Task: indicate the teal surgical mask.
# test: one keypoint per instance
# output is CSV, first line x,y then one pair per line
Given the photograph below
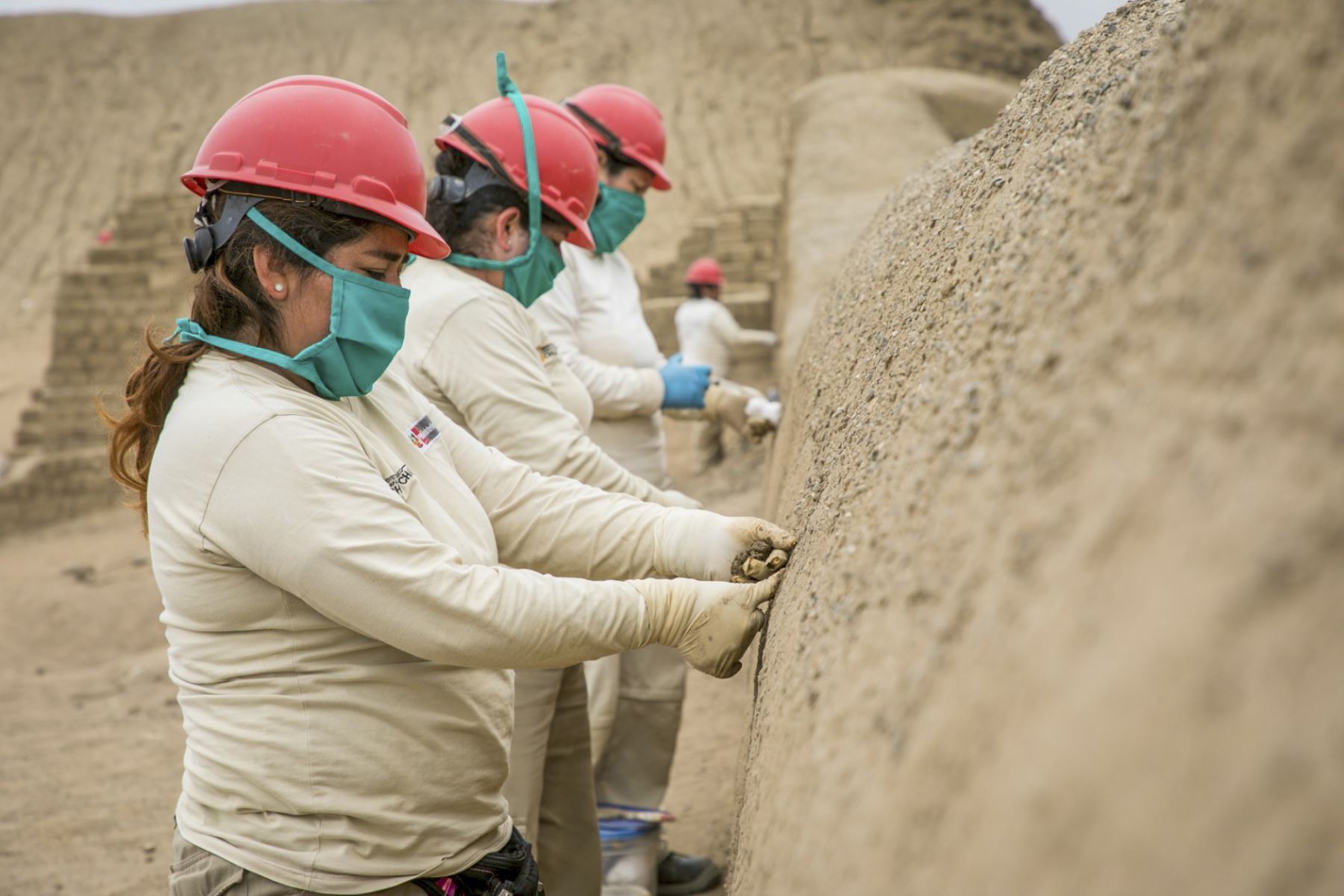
x,y
532,280
367,328
615,218
531,274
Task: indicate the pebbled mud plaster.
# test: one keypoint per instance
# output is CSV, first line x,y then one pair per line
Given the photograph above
x,y
853,137
1066,461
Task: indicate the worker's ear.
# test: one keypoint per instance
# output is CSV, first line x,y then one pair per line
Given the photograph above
x,y
508,237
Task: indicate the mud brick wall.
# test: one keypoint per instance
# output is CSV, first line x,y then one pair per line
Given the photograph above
x,y
57,467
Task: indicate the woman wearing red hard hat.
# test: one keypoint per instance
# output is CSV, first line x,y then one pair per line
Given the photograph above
x,y
475,351
596,319
331,550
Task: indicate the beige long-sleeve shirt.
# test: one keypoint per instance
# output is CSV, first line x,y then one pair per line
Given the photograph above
x,y
339,626
709,334
594,317
473,351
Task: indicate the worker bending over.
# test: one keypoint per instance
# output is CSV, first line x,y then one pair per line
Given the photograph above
x,y
709,335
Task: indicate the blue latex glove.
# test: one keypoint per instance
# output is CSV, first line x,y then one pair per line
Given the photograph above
x,y
683,385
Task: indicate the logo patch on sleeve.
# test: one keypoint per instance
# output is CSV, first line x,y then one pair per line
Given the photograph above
x,y
399,480
423,433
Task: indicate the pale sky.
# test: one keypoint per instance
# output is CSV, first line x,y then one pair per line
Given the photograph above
x,y
1068,16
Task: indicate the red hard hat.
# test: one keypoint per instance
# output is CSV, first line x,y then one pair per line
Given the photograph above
x,y
566,164
625,122
705,272
323,137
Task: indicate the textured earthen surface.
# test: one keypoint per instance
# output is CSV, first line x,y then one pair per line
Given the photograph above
x,y
1066,613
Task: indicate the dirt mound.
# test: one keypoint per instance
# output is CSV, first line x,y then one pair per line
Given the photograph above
x,y
1068,435
892,122
100,111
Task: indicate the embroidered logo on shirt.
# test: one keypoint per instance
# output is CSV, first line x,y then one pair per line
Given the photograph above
x,y
399,480
423,433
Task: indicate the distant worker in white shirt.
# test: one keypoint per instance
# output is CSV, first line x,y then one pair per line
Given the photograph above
x,y
593,314
709,335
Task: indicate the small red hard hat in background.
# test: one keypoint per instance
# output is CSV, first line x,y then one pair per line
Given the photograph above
x,y
566,164
705,272
626,122
323,137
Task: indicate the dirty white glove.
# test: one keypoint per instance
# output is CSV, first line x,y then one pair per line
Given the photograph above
x,y
698,544
712,623
742,408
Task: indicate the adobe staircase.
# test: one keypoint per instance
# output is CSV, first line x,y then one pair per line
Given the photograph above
x,y
744,240
58,467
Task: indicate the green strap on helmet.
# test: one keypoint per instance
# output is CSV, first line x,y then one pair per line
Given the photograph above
x,y
534,186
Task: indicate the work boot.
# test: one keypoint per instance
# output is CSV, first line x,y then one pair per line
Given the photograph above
x,y
685,875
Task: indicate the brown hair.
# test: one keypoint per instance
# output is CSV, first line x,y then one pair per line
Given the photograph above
x,y
228,302
463,223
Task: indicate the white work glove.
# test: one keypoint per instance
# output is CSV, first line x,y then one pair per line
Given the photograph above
x,y
712,623
722,548
742,408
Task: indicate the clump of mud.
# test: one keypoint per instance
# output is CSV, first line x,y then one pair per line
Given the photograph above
x,y
759,561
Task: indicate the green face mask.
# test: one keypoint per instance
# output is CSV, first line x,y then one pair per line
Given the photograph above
x,y
529,282
367,328
615,218
531,274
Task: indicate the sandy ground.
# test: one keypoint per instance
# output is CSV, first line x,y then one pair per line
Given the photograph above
x,y
100,111
92,736
1065,454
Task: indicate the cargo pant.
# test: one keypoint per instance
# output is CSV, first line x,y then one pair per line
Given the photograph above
x,y
550,780
636,714
195,872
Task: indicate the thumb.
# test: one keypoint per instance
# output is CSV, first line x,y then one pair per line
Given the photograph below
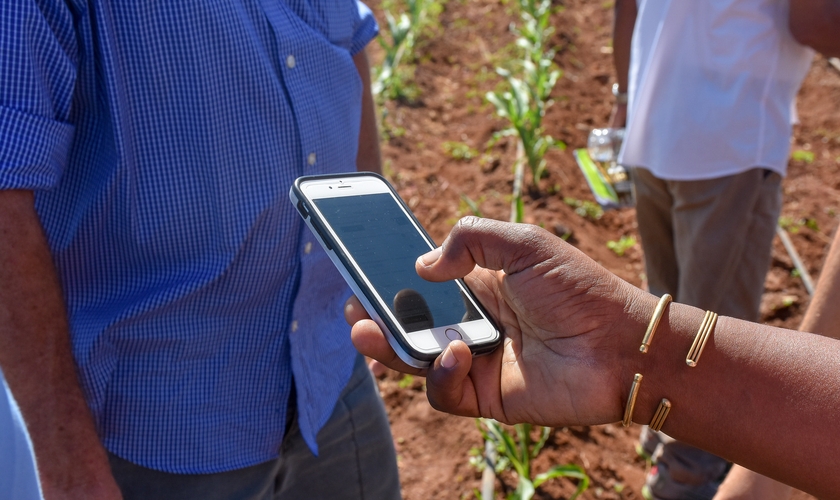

+===+

> _Work to complete_: Locate each line above that contains the string "mask" and copy those lines out. Matches are case-sensitive.

> _The answer_:
Task: indicate the teal surgical mask.
Task: indicate the green face mask.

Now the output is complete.